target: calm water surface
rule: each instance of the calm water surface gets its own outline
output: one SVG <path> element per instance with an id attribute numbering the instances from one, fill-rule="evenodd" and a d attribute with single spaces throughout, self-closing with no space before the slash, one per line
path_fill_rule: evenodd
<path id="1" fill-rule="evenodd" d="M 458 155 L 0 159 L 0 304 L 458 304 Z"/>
--
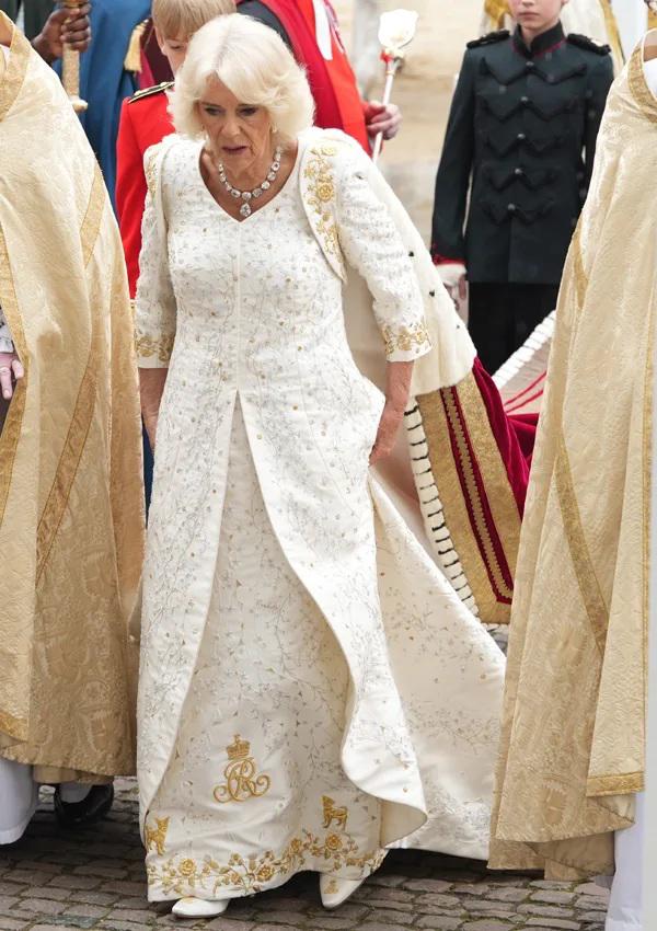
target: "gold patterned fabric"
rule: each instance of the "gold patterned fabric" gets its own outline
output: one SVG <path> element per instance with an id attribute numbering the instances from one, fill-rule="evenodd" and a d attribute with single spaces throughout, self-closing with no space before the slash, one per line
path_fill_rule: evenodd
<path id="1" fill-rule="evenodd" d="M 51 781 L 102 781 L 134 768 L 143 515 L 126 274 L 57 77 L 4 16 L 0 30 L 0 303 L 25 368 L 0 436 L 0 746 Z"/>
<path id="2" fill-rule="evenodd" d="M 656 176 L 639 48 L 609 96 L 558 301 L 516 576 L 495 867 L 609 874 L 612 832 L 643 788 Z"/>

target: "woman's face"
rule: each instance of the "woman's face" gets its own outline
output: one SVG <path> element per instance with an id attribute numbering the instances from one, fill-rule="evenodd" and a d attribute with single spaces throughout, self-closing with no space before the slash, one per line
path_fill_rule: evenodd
---
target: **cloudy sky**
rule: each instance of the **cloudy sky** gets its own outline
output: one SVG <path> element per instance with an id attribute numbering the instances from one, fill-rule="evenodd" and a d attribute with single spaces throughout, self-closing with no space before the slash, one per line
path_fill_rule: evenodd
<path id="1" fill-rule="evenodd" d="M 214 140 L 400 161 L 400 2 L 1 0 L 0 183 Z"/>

- _Task_
Reproduce the part of the material that opens with the line containing "target: calm water surface" and closes with the line containing "458 155 L 0". Include both of those lines.

- _Finished exercise_
target: calm water surface
rule: each instance of the calm water surface gets its own outline
output: one SVG <path> element per instance with an id attribute numbering the instances from one, fill-rule="evenodd" and a d attribute with single spaces throughout, self-closing with no space before the slash, one per line
path_fill_rule: evenodd
<path id="1" fill-rule="evenodd" d="M 458 155 L 0 159 L 0 304 L 458 304 Z"/>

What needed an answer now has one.